───── TEXT BLOCK

In the wider north-east, Harti–Darod constituencies, including the Warsangali around Badhan, participated in the process that led to the founding of the Puntland State in 1998, which developed from clan conferences and security coordination among Majeerteen, Dhulbahante and Warsangali leaders.

=== After Puntland’s founding (1998–2007) ===
Following the creation of Puntland in 1998, Badhan and the surrounding Warsangali-inhabited interior of eastern Sanaag developed links to Puntland's administration alongside local customary authority.

In November 2005, BBC Somali noted extreme water prices in Sanaag including Badhan district, reflecting depleted catchments and the cost of trucking water to inland settlements.

In parallel with Puntland's structures, Somaliland sought to project administrative claims eastwards in the early 2000s, creating a nominal "Badhan" region, while Puntland announced the Haylan region; on the ground, Warsangali communities around Badhan continued to manage affairs through their own councils and elders.

Amid frictions with Puntland over resources and security, Warsangali leaders declared the short-lived Maakhir State in mid-2007, naming Badhan its hub; the announcement followed communal meetings in Badhan and Dhahar in early July 2007.

=== Somaliland and Puntland (2008–2017) ===
In February 2008, Somaliland troops entered Badhan following a Puntland withdrawal, changing the control of the interior of eastern Sanaag around the town.

In June 2013, Somaliland forces took control of Badhan district from Puntland forces. Later that year, a visit by a Puntland presidential candidate drew protests from Somaliland-focused media for violating Somaliland's sovereignty claims.

──────────

ACTIONS TO TAKE
a) List every clan or clan grouping named in the passage on Badhan's history.
b) Answer these questions from the passage on Badhan's history:
(i) In what year was the Puntland State founded?
(ii) What did BBC Somali report about Sanaag in November 2005?
(iii) What state did Warsangali leaders declare in mid-2007?
The entries have no connection to the passage on Badhan's history.

───── SOURCE INFORMATION

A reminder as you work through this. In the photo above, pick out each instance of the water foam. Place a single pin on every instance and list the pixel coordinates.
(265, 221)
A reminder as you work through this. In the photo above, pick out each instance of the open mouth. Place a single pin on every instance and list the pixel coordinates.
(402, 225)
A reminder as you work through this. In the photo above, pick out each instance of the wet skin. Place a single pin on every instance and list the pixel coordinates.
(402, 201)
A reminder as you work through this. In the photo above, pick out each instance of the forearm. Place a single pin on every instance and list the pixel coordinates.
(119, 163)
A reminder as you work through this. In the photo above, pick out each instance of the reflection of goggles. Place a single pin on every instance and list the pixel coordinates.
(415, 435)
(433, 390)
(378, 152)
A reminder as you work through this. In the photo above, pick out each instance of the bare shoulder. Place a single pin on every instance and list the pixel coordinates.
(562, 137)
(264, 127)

──────────

WRITTEN ANSWERS
a) Harti–Darod, Warsangali, Majeerteen, Dhulbahante

b)
(i) 1998
(ii) Extreme water prices in Sanaag, including Badhan district
(iii) Maakhir State